§ **Task brief**:
Tally the lines containing "curved" in this data. Respond with the tally alone.

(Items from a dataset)
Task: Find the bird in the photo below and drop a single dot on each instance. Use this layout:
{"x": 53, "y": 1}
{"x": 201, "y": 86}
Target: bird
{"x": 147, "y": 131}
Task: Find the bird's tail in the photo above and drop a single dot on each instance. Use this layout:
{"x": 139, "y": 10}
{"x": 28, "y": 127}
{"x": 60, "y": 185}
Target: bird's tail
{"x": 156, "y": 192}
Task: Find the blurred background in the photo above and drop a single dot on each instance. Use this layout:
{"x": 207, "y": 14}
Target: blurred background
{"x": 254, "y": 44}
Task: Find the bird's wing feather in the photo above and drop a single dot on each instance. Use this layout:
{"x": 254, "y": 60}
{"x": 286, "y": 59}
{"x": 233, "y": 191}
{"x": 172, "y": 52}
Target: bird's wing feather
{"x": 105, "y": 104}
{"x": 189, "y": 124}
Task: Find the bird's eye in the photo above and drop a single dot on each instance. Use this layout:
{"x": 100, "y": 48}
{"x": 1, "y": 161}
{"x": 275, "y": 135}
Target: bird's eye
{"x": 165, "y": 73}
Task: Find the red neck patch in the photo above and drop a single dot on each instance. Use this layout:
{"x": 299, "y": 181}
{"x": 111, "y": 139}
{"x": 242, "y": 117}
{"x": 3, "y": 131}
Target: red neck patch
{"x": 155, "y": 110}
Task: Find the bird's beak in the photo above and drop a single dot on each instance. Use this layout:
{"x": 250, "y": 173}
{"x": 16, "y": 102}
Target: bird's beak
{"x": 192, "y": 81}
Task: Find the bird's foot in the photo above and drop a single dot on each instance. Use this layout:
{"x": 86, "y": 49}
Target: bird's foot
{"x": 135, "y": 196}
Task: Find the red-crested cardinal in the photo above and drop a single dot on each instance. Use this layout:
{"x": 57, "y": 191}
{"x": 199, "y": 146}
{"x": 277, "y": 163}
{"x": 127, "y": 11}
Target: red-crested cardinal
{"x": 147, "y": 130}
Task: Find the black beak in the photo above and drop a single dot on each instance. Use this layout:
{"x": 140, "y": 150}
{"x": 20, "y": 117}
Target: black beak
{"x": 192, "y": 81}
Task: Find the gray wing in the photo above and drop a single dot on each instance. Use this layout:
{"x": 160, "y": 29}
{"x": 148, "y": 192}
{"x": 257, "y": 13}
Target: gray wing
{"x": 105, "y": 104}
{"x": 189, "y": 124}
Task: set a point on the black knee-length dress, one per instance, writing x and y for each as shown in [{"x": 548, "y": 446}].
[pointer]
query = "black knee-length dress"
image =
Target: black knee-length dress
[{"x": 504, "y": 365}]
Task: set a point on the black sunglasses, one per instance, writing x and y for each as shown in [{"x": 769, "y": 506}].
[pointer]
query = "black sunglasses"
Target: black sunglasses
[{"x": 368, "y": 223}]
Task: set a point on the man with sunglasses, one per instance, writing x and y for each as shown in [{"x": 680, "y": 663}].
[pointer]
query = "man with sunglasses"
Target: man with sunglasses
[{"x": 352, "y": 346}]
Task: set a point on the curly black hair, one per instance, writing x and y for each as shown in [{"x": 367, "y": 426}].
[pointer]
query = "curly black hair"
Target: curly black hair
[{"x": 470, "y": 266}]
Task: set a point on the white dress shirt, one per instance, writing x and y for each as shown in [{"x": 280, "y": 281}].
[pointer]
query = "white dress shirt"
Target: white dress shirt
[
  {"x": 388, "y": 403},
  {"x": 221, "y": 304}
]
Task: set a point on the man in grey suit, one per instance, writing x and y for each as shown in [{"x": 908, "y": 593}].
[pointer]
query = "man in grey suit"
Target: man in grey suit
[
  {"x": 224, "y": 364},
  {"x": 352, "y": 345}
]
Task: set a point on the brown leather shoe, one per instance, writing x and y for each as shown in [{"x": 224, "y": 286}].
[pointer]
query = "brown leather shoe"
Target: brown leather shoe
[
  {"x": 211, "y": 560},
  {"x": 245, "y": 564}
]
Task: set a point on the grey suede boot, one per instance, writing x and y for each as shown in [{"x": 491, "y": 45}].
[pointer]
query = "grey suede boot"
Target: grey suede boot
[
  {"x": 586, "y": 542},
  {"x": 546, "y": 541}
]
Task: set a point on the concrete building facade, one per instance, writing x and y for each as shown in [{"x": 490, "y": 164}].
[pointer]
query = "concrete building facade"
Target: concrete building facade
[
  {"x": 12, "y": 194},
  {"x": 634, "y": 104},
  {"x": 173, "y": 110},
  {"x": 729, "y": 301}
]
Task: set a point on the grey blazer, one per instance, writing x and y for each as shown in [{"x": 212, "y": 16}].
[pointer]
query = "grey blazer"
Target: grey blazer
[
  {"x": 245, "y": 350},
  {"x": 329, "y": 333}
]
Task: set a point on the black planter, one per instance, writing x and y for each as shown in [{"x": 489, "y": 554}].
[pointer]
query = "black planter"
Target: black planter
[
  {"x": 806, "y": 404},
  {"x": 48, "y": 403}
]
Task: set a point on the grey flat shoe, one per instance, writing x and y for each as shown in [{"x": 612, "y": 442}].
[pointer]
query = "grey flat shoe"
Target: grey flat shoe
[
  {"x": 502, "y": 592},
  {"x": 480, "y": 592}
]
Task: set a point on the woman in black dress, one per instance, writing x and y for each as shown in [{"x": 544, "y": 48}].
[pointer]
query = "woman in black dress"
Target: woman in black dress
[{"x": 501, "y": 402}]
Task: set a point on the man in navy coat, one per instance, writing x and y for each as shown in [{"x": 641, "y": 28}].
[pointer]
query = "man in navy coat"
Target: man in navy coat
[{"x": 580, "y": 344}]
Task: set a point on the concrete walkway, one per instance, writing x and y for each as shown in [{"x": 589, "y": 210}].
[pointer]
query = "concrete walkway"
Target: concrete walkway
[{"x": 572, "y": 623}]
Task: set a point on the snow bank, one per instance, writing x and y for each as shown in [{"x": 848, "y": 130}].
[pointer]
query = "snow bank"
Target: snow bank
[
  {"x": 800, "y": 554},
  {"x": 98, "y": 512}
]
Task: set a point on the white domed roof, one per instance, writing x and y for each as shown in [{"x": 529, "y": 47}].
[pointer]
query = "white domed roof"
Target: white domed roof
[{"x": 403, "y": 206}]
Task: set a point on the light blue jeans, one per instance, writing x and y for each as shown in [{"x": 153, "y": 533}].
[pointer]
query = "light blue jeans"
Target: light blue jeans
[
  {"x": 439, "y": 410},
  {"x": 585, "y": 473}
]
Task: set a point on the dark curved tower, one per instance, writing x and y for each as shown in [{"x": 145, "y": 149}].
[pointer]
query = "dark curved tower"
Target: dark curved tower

§ **Answer to the problem**:
3